**GOAL OF THE EXERCISE:** Rescale the data below by copying every line in full, multiplying each x and y coordinate of the GeoJSON points by 0.85, and rounding each product to the nearest whole number, with halves rounded up.

- - - - - - -

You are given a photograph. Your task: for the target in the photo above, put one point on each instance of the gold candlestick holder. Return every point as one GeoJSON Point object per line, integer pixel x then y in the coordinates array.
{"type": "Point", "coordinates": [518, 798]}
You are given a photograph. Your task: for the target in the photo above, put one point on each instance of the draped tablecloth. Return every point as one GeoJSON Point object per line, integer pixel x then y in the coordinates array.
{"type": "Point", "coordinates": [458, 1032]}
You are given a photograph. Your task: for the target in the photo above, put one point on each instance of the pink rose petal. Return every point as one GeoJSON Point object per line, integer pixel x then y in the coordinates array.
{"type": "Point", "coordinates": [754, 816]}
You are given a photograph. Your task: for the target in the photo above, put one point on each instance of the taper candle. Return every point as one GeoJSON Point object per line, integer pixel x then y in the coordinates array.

- - - - - - -

**FINAL ANSWER:**
You are given a photograph. Your task: for the target in the photo above, put one point on each instance of the gold candlestick holder. Return every point as one GeoJSON Point object per line, integer pixel x then y in the coordinates array.
{"type": "Point", "coordinates": [440, 678]}
You are given a photograph. Your task: for the target in the photo above, put one point on each instance of the draped tablecloth. Return every point as one GeoJSON Point object per line, integer pixel x then y in the coordinates array.
{"type": "Point", "coordinates": [389, 877]}
You are given a photograph. Your task: for the target in the photo above, put one point on each instance of the pink rose petal. Return every point as one GeoJSON Point object per line, integer pixel x then y in the coordinates array.
{"type": "Point", "coordinates": [641, 694]}
You are given a photograph. Your task: for the target in the photo above, put one point on each instance of the taper candle. Return every point as one GeoJSON Point object per line, integer pixel x then y in the coordinates array.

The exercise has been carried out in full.